Records from a point labeling set
>> START
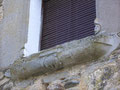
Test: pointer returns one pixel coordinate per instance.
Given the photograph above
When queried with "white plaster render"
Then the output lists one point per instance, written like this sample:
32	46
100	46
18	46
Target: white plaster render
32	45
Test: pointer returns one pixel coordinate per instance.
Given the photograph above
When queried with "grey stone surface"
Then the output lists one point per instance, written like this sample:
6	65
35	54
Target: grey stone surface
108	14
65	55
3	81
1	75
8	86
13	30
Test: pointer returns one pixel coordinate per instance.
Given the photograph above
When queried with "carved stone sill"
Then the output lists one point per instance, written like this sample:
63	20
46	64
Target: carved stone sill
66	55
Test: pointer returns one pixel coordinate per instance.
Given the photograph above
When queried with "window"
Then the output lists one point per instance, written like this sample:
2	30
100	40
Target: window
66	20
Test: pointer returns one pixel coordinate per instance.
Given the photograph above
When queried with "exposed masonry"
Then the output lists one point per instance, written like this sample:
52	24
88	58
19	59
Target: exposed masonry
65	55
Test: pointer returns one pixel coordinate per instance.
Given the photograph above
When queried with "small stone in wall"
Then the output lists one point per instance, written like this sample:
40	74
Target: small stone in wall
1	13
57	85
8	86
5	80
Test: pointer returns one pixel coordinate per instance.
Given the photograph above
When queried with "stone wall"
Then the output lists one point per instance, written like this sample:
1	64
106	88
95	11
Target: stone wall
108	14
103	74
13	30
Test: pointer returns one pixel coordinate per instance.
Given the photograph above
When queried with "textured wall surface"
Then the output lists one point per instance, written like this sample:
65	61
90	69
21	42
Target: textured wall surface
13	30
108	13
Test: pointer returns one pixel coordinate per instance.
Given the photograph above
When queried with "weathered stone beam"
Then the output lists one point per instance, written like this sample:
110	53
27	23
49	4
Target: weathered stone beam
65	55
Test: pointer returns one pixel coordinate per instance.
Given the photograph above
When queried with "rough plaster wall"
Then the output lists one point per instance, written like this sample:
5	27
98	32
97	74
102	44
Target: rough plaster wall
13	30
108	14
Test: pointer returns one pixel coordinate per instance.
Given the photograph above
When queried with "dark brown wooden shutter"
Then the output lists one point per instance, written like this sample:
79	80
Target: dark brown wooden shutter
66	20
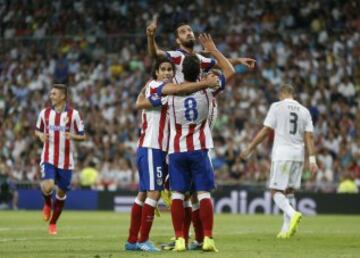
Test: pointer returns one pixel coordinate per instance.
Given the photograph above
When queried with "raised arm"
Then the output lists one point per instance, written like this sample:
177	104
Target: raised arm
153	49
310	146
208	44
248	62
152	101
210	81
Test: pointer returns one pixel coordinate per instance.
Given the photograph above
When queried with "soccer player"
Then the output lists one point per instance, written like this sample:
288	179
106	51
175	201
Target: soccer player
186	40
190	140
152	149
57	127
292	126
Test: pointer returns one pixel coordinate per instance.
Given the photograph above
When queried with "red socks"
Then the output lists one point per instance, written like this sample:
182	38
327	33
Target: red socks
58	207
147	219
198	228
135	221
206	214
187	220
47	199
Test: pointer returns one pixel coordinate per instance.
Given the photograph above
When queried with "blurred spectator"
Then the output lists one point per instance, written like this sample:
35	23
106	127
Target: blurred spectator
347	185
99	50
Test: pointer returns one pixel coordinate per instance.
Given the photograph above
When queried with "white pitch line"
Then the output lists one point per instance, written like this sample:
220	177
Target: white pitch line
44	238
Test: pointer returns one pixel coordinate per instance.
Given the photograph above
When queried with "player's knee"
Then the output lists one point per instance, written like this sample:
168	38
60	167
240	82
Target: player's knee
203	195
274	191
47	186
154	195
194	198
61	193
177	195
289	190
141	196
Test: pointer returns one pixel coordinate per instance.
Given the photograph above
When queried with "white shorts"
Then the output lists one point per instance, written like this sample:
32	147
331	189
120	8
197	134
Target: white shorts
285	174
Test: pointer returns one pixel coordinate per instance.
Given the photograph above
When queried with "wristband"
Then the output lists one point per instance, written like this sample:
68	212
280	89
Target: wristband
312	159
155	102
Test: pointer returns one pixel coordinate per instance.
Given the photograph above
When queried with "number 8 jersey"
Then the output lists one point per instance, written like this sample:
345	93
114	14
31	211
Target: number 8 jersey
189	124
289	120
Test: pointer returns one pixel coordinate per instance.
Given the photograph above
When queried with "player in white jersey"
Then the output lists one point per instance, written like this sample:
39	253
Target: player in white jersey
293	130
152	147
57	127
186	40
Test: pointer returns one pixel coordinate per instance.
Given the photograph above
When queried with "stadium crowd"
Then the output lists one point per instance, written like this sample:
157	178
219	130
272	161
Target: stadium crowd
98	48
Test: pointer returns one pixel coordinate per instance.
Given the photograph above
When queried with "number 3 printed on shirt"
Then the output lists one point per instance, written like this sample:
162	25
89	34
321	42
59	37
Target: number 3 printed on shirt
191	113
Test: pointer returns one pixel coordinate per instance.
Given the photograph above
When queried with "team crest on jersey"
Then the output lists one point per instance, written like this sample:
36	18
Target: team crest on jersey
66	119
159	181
>> END
Aim: Locate each line in the records above that contains the string "stone", and copy those lines.

Completed exercise:
When queried with "grey stone surface"
Target: grey stone surface
When queried with "carved stone sill"
Target: carved stone sill
When queried with "small stone in wall"
Target: small stone in wall
When queried with "stone wall"
Target: stone wall
When queried with "weathered stone beam"
Target: weathered stone beam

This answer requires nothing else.